(Data items)
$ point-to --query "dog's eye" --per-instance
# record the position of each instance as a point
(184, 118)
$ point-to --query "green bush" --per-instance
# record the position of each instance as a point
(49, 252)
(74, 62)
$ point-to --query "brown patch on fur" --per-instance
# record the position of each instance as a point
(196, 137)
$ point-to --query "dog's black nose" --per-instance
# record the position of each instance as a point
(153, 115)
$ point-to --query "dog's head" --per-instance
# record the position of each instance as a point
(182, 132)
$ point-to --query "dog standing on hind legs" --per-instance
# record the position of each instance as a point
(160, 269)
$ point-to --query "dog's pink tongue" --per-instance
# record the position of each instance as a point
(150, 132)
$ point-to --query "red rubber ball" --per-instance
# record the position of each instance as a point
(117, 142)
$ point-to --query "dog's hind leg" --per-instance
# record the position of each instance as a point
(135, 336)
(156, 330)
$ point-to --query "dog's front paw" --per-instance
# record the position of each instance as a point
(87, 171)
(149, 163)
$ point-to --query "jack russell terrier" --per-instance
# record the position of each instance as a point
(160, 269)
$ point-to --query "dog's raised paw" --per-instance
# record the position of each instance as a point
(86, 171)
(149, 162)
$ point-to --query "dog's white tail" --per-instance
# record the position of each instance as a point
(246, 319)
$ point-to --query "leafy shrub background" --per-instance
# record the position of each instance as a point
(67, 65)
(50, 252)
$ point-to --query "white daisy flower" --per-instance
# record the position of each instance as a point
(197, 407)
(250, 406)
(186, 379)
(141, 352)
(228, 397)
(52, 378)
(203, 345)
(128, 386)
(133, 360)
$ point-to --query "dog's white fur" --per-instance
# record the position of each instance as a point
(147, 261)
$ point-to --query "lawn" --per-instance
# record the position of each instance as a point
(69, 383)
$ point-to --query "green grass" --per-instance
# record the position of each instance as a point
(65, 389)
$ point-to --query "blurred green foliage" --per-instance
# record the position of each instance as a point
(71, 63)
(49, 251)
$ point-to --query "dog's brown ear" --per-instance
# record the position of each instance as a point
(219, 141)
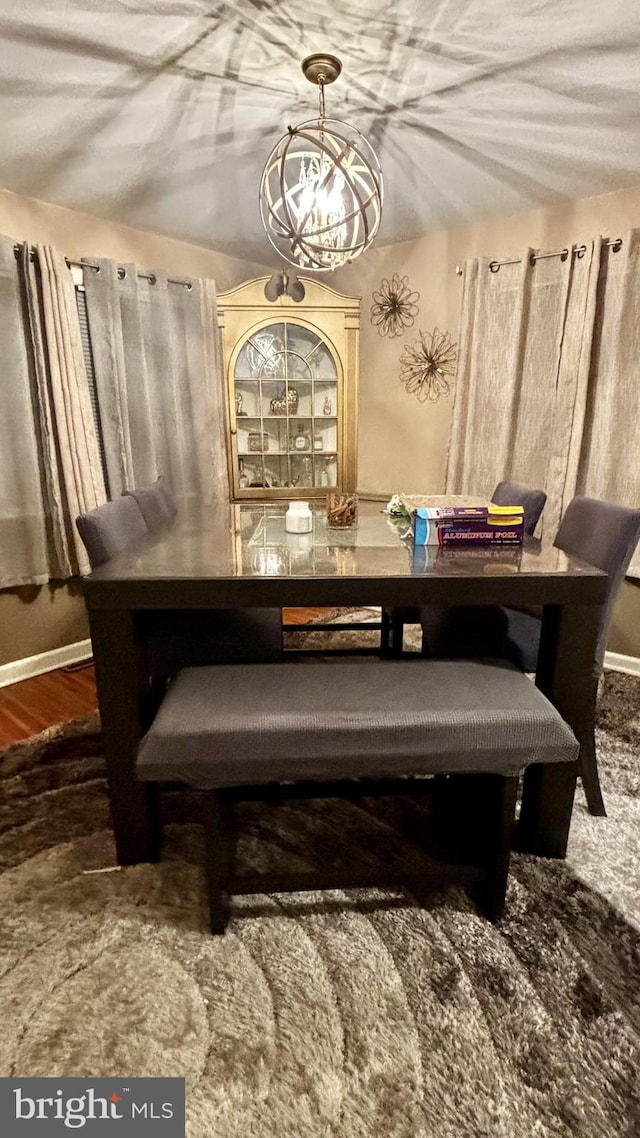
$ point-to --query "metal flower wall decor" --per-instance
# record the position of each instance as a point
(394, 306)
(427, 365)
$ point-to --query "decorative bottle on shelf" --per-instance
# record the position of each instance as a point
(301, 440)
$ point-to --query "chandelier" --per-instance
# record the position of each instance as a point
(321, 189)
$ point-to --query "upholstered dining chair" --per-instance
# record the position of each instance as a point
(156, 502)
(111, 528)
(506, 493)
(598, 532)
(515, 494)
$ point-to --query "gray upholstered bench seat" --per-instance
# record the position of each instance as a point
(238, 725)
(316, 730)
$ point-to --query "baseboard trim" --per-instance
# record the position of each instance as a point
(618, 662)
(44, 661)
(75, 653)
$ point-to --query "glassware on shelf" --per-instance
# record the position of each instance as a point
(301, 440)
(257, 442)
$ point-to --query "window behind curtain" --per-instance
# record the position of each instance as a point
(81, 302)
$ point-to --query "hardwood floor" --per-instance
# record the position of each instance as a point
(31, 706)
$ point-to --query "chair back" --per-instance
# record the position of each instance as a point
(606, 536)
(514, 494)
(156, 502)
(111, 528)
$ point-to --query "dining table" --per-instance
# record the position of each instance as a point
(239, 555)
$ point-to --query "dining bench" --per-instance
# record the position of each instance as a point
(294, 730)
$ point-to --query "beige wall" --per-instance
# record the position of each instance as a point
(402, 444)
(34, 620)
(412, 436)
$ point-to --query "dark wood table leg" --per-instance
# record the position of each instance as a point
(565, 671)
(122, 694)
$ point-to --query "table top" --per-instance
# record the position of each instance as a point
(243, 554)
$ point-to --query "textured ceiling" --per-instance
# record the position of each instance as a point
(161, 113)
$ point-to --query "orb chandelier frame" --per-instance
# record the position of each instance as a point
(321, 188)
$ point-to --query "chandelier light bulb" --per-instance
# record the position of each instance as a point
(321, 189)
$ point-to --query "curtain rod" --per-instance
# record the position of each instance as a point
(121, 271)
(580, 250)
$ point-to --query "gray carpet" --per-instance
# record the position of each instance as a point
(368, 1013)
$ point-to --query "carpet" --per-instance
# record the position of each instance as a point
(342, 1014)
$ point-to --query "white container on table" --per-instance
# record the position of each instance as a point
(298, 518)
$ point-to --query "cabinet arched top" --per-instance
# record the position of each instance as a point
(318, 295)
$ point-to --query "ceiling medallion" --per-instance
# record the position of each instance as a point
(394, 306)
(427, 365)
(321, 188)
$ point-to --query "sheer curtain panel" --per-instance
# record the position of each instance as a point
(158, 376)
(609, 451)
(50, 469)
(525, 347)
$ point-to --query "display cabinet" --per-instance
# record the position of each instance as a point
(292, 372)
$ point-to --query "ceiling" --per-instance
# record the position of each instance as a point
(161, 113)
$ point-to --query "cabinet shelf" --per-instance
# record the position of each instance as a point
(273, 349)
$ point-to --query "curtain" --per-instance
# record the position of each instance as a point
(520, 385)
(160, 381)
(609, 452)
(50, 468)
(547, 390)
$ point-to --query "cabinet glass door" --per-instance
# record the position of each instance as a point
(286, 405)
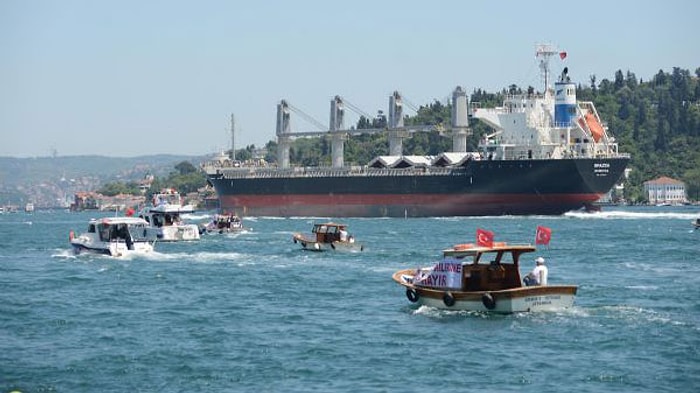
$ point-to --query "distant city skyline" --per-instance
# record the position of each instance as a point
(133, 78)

--

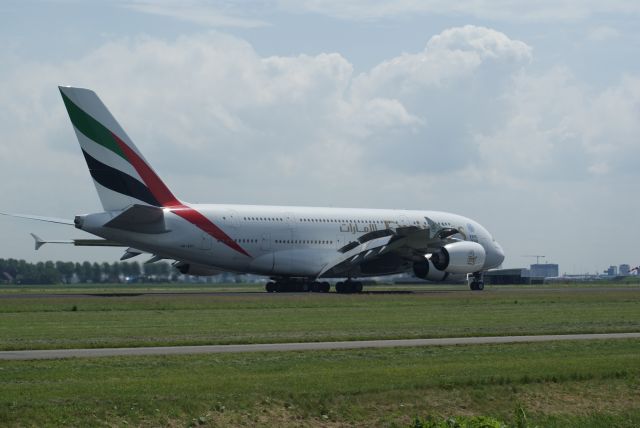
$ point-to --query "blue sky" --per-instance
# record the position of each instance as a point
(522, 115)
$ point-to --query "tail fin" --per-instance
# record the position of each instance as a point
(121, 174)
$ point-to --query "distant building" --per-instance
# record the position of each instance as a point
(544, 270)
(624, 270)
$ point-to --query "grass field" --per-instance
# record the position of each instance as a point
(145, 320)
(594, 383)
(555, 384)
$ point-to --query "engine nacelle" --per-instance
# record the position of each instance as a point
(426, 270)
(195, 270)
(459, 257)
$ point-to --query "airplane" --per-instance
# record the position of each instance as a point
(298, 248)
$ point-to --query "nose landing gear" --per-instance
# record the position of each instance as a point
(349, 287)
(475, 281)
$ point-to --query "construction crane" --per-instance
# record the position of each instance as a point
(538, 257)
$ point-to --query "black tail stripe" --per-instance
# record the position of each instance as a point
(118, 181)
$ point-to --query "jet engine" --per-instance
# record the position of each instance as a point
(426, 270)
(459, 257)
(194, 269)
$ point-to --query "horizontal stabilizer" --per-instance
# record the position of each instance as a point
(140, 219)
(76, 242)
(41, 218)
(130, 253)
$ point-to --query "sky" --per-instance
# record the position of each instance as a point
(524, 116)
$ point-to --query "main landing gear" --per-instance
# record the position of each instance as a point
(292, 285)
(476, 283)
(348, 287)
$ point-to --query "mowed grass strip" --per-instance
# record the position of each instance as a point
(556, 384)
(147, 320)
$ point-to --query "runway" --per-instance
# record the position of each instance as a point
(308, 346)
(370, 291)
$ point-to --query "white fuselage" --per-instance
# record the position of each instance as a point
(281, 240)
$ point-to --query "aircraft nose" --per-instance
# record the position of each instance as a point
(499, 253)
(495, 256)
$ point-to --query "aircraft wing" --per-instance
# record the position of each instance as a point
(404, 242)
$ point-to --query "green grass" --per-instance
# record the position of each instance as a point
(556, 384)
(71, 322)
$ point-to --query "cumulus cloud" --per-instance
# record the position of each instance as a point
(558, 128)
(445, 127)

◆ TASK TO CARRY OUT: Give only the count of lines in the items above that contain the string "aircraft".

◆ CORRECT ANSWER: 2